*DATASET EXTRACT*
* Begin *

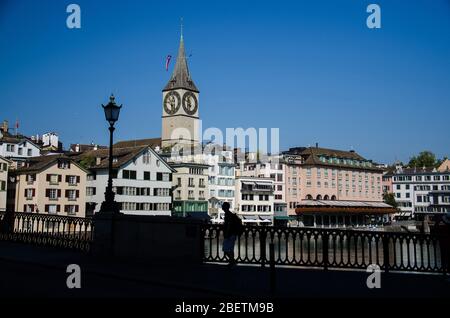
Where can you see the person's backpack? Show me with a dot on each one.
(238, 227)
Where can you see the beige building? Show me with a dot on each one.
(190, 184)
(52, 184)
(315, 173)
(4, 167)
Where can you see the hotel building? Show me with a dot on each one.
(142, 180)
(53, 184)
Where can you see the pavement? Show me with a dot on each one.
(29, 271)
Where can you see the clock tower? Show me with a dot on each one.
(180, 115)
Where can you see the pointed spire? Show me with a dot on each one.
(181, 77)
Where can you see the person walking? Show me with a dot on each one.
(232, 228)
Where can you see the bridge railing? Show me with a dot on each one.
(47, 230)
(330, 248)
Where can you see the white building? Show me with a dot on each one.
(142, 182)
(274, 170)
(421, 191)
(4, 167)
(254, 200)
(16, 148)
(221, 181)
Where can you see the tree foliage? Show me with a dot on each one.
(424, 159)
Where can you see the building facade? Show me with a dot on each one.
(315, 173)
(274, 170)
(142, 180)
(4, 168)
(190, 194)
(53, 184)
(254, 200)
(16, 148)
(421, 191)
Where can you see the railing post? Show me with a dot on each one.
(262, 245)
(272, 268)
(325, 238)
(386, 262)
(7, 223)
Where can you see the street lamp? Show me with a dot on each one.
(112, 111)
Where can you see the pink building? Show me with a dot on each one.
(315, 173)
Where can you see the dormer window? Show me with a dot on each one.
(63, 164)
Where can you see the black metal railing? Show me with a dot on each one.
(47, 230)
(329, 248)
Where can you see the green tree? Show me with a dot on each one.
(424, 159)
(389, 198)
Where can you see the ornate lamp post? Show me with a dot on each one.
(112, 111)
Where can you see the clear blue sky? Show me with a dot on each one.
(311, 68)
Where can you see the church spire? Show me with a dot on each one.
(180, 77)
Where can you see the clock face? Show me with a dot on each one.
(190, 103)
(172, 103)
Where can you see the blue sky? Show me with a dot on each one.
(311, 68)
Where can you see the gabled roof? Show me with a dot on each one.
(181, 78)
(122, 156)
(311, 156)
(16, 139)
(152, 142)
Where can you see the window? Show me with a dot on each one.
(52, 208)
(129, 174)
(63, 164)
(53, 194)
(71, 209)
(163, 176)
(90, 191)
(72, 180)
(146, 158)
(54, 178)
(30, 193)
(72, 194)
(31, 178)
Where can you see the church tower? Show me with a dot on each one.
(180, 115)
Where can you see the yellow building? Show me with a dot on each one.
(52, 184)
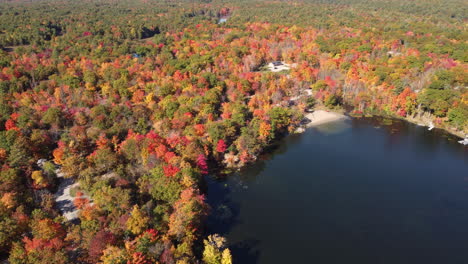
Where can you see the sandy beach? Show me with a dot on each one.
(321, 117)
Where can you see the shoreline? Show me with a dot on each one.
(320, 117)
(323, 116)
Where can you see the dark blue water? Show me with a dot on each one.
(356, 191)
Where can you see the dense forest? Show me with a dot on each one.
(132, 103)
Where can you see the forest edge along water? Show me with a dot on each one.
(367, 190)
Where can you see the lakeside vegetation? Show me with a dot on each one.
(137, 100)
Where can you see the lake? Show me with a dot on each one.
(355, 191)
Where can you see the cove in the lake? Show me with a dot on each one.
(356, 191)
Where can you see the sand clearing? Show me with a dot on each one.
(321, 117)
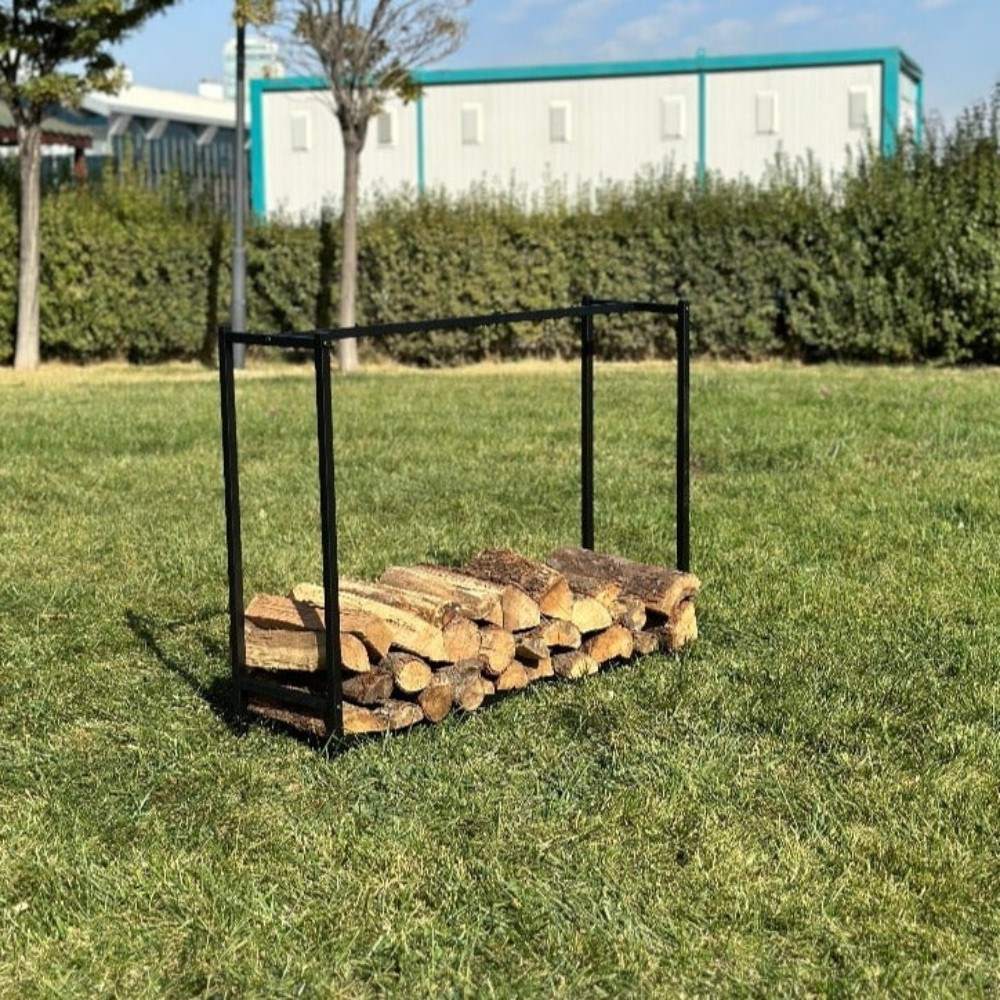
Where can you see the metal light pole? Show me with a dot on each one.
(238, 312)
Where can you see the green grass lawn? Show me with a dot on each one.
(806, 803)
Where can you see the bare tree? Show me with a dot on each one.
(367, 50)
(52, 52)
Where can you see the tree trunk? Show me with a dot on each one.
(347, 350)
(27, 348)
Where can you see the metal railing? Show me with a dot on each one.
(320, 343)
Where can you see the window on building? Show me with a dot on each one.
(767, 113)
(385, 128)
(472, 124)
(672, 117)
(859, 107)
(301, 131)
(560, 126)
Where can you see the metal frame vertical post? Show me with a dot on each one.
(238, 309)
(587, 427)
(328, 540)
(683, 436)
(234, 541)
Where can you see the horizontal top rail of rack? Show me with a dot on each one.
(308, 339)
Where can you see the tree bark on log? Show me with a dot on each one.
(630, 612)
(538, 670)
(436, 699)
(468, 687)
(289, 649)
(572, 666)
(556, 634)
(268, 611)
(514, 678)
(530, 648)
(411, 674)
(680, 629)
(462, 639)
(589, 615)
(373, 688)
(497, 648)
(659, 589)
(614, 643)
(544, 585)
(644, 643)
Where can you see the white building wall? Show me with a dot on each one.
(812, 106)
(615, 131)
(301, 181)
(907, 103)
(617, 128)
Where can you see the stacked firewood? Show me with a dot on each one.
(426, 640)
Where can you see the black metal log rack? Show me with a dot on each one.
(320, 343)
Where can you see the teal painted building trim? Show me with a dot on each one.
(258, 192)
(657, 67)
(702, 172)
(421, 156)
(918, 132)
(891, 68)
(892, 60)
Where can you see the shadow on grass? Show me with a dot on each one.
(152, 635)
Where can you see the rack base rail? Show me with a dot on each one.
(320, 343)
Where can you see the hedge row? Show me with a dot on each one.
(897, 261)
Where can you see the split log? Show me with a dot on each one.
(461, 639)
(288, 649)
(392, 715)
(544, 585)
(410, 673)
(574, 665)
(431, 609)
(514, 678)
(373, 688)
(436, 699)
(679, 629)
(538, 670)
(556, 634)
(304, 614)
(659, 589)
(614, 643)
(530, 648)
(467, 684)
(409, 631)
(357, 720)
(589, 615)
(630, 612)
(644, 643)
(497, 648)
(477, 600)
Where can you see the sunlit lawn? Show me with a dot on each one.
(808, 802)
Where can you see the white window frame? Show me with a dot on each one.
(477, 109)
(305, 119)
(866, 94)
(567, 108)
(390, 116)
(668, 102)
(772, 96)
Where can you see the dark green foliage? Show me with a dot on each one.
(898, 261)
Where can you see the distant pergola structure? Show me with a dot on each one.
(55, 132)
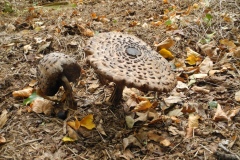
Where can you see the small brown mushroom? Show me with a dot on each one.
(129, 61)
(55, 70)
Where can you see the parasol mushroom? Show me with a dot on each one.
(129, 61)
(55, 70)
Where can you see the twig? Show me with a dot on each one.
(108, 154)
(34, 140)
(101, 136)
(206, 148)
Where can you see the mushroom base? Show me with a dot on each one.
(68, 92)
(116, 95)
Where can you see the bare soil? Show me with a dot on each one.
(62, 27)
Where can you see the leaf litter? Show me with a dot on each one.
(198, 119)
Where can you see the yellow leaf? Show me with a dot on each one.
(143, 105)
(26, 92)
(193, 121)
(167, 43)
(192, 59)
(165, 1)
(67, 139)
(228, 43)
(87, 122)
(74, 124)
(166, 53)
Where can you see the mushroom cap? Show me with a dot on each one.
(127, 60)
(52, 67)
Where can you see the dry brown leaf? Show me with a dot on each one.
(100, 129)
(26, 92)
(155, 137)
(74, 124)
(166, 53)
(3, 118)
(40, 105)
(193, 59)
(175, 112)
(127, 154)
(33, 83)
(131, 140)
(172, 100)
(87, 122)
(233, 112)
(167, 43)
(129, 121)
(189, 132)
(141, 117)
(220, 115)
(87, 32)
(165, 142)
(206, 65)
(72, 133)
(236, 52)
(228, 43)
(237, 96)
(143, 105)
(174, 131)
(92, 87)
(200, 89)
(2, 140)
(193, 121)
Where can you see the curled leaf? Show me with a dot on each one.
(26, 92)
(166, 53)
(87, 122)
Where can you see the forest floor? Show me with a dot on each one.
(198, 119)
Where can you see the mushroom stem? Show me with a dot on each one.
(68, 91)
(117, 94)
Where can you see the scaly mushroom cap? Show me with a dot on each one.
(52, 67)
(127, 60)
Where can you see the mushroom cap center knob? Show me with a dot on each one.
(133, 52)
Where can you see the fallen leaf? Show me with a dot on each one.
(26, 92)
(141, 117)
(192, 59)
(92, 87)
(67, 139)
(72, 133)
(175, 112)
(131, 140)
(143, 105)
(41, 105)
(206, 65)
(220, 115)
(33, 83)
(167, 43)
(129, 121)
(172, 100)
(233, 112)
(155, 137)
(193, 121)
(165, 142)
(189, 132)
(228, 43)
(2, 140)
(127, 154)
(200, 89)
(3, 118)
(74, 124)
(174, 131)
(100, 129)
(237, 96)
(166, 53)
(87, 122)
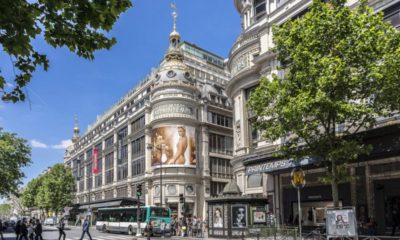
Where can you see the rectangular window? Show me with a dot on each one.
(220, 119)
(138, 124)
(109, 168)
(138, 167)
(216, 188)
(122, 133)
(99, 149)
(220, 144)
(138, 147)
(220, 168)
(109, 142)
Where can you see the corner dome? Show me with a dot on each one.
(231, 189)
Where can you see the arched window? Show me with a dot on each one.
(259, 8)
(254, 180)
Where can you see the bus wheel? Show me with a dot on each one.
(130, 230)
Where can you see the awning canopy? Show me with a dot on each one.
(102, 205)
(109, 203)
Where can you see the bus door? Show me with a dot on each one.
(114, 221)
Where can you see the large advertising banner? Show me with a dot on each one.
(174, 145)
(341, 222)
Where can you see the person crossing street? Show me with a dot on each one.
(85, 228)
(61, 226)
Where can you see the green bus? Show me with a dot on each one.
(124, 219)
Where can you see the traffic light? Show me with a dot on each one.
(181, 198)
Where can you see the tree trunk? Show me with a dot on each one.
(335, 190)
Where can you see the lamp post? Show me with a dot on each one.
(161, 199)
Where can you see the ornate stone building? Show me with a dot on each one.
(172, 134)
(258, 172)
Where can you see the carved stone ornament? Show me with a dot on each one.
(175, 108)
(187, 76)
(171, 189)
(237, 131)
(171, 74)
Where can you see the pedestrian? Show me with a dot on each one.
(85, 228)
(1, 230)
(24, 230)
(61, 226)
(38, 230)
(395, 219)
(162, 228)
(148, 230)
(30, 229)
(18, 229)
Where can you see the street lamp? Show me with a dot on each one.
(160, 147)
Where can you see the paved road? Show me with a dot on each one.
(74, 233)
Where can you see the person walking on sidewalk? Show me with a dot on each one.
(148, 230)
(1, 230)
(24, 230)
(61, 226)
(85, 228)
(18, 229)
(38, 230)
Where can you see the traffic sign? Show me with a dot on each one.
(298, 178)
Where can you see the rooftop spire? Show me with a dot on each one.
(174, 36)
(75, 137)
(174, 14)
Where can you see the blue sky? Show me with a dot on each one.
(88, 88)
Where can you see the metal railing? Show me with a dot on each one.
(273, 233)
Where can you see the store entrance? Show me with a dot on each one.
(387, 205)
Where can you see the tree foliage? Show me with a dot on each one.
(52, 191)
(341, 72)
(5, 209)
(59, 187)
(14, 155)
(79, 25)
(30, 192)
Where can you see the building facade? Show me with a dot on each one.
(172, 134)
(258, 173)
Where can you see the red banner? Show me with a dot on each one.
(95, 166)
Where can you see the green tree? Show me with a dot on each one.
(30, 193)
(5, 209)
(14, 155)
(58, 188)
(79, 25)
(341, 72)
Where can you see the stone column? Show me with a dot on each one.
(353, 186)
(115, 156)
(103, 166)
(85, 175)
(370, 191)
(129, 146)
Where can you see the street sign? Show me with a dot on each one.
(298, 178)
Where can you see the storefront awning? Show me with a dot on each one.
(102, 205)
(277, 165)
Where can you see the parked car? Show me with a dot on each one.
(49, 222)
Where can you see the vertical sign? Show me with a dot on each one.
(95, 168)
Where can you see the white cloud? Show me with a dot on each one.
(63, 144)
(38, 144)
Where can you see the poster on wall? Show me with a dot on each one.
(312, 213)
(218, 217)
(259, 216)
(173, 145)
(341, 222)
(239, 216)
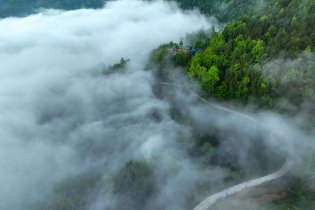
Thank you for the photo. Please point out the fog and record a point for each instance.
(66, 116)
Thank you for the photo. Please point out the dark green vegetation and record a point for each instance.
(74, 193)
(247, 60)
(134, 185)
(266, 59)
(22, 7)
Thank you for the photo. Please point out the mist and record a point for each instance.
(67, 118)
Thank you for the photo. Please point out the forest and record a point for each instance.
(263, 58)
(133, 139)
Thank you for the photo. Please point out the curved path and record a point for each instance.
(285, 169)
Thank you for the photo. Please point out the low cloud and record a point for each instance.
(65, 115)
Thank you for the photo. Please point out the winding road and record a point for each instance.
(285, 169)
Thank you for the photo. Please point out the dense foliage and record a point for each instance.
(236, 62)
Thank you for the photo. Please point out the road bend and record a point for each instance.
(284, 170)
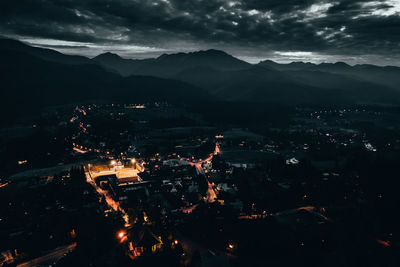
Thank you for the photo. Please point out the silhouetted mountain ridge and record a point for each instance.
(179, 77)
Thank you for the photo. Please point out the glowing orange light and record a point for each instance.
(121, 234)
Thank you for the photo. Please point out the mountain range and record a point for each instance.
(33, 76)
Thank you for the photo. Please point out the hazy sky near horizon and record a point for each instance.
(354, 31)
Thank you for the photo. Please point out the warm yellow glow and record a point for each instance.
(121, 234)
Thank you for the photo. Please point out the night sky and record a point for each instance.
(359, 31)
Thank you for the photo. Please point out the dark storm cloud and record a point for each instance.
(246, 28)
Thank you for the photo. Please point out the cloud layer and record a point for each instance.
(355, 31)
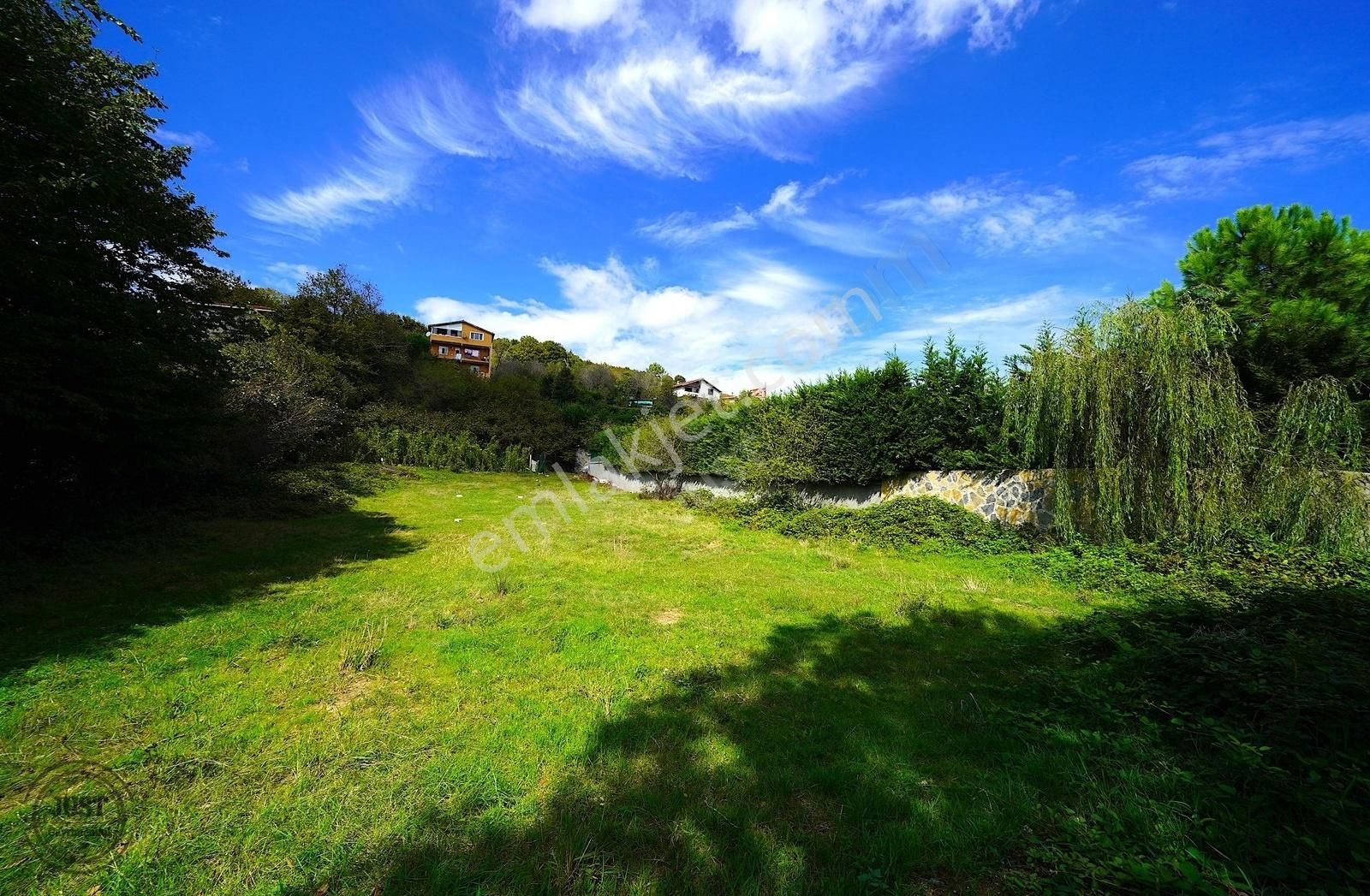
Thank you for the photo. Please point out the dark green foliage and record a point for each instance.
(340, 317)
(895, 524)
(442, 451)
(1298, 287)
(853, 428)
(1306, 494)
(1254, 704)
(956, 412)
(1141, 414)
(301, 490)
(107, 366)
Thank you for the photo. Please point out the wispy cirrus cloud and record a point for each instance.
(664, 92)
(787, 211)
(287, 276)
(687, 228)
(575, 15)
(1002, 217)
(194, 139)
(1217, 162)
(753, 307)
(664, 95)
(408, 128)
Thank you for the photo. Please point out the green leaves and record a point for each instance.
(1298, 287)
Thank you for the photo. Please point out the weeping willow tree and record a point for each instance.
(1141, 414)
(1306, 495)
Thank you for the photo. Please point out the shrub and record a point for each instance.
(895, 524)
(1250, 709)
(440, 451)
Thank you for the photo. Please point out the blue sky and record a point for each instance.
(698, 182)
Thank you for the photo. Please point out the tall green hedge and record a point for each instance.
(442, 451)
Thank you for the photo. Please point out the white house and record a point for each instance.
(699, 388)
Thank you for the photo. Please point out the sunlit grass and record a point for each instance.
(647, 700)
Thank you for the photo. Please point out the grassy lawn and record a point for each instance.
(651, 700)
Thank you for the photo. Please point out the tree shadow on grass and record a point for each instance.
(1141, 750)
(104, 590)
(849, 754)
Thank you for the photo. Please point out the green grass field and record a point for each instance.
(648, 702)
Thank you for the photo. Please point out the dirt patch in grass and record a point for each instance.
(353, 690)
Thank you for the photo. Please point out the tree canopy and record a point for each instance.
(1296, 285)
(109, 367)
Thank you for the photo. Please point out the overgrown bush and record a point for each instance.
(1248, 710)
(895, 524)
(438, 451)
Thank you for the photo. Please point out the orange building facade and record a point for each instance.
(463, 343)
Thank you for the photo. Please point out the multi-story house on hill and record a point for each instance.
(463, 343)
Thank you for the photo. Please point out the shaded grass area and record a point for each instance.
(650, 702)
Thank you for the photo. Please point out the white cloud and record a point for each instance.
(1002, 325)
(685, 228)
(1034, 307)
(195, 139)
(999, 218)
(661, 93)
(287, 276)
(1218, 161)
(573, 15)
(753, 316)
(408, 125)
(787, 211)
(670, 92)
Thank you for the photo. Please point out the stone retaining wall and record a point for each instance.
(1013, 496)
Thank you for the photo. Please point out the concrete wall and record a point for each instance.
(1013, 496)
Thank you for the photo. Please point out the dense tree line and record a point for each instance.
(136, 369)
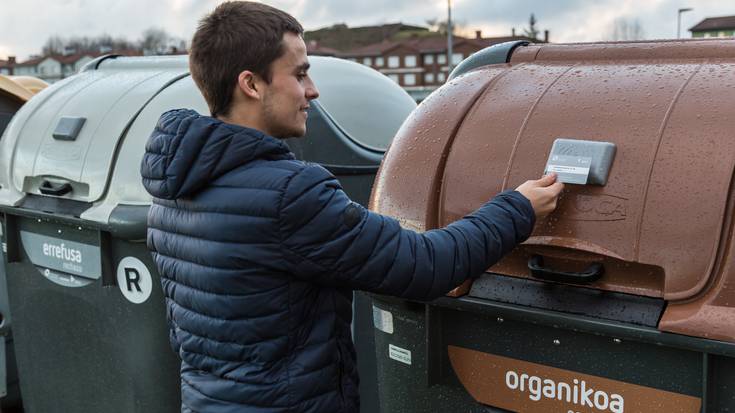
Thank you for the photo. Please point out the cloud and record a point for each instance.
(28, 23)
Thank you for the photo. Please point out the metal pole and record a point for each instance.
(678, 21)
(449, 37)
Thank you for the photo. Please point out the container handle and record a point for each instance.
(49, 188)
(591, 274)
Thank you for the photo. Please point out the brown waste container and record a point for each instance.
(656, 332)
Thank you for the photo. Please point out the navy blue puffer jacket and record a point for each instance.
(259, 253)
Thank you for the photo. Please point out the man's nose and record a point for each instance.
(311, 91)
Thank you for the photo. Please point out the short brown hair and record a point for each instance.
(236, 36)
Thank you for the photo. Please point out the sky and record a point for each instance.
(27, 24)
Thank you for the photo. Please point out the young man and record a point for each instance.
(259, 253)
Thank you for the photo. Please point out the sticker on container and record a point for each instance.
(399, 354)
(134, 280)
(383, 320)
(569, 169)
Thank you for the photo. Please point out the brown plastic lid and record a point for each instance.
(659, 225)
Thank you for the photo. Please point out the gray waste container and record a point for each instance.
(89, 317)
(13, 94)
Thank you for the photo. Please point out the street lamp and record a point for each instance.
(449, 37)
(678, 24)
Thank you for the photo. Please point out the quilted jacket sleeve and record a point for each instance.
(328, 239)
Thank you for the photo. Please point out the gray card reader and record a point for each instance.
(581, 162)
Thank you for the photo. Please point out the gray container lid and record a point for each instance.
(108, 99)
(121, 101)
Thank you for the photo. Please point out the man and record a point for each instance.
(259, 253)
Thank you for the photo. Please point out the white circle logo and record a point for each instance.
(134, 280)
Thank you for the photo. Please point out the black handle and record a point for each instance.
(591, 274)
(50, 188)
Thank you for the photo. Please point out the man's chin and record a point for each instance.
(292, 134)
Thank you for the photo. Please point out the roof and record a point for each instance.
(313, 48)
(9, 87)
(73, 58)
(715, 23)
(428, 44)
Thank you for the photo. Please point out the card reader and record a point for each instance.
(581, 162)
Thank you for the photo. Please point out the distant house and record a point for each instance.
(7, 66)
(55, 67)
(412, 56)
(415, 63)
(714, 27)
(343, 38)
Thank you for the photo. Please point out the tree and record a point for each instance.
(53, 45)
(155, 41)
(532, 31)
(626, 29)
(440, 26)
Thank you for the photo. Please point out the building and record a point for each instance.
(414, 57)
(7, 66)
(55, 67)
(714, 27)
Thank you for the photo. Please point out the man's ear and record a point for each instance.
(249, 84)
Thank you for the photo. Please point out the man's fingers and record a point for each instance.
(547, 180)
(556, 188)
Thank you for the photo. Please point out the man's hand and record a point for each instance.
(543, 194)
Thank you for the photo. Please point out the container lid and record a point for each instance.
(72, 132)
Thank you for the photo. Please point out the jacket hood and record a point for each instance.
(186, 151)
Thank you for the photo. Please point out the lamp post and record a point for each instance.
(678, 22)
(449, 37)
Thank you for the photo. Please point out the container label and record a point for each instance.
(71, 257)
(399, 354)
(383, 320)
(569, 169)
(134, 280)
(521, 386)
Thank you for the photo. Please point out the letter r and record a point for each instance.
(132, 276)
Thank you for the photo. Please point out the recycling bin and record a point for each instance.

* End *

*STATED TASK*
Return the line that contains "Thank you for the photo. Please point out the jacket" along with every line after it through the end of the entries, exactly, adding nothing.

*OUTPUT*
Thank you for the photo. Please point out the jacket hood and record a point for each instance.
(186, 151)
Thank you for the photo. Please point out the lamp post and record a point for each instance.
(678, 22)
(449, 37)
Thank you for the photo. Please point out the container label and record a point for each instance.
(71, 257)
(399, 354)
(383, 320)
(569, 169)
(134, 280)
(521, 386)
Thank you for the photo. Please point out the letter r and record a point for each instance.
(132, 276)
Thank you for the photo. Please point out the recycling bin and record a point for each instance.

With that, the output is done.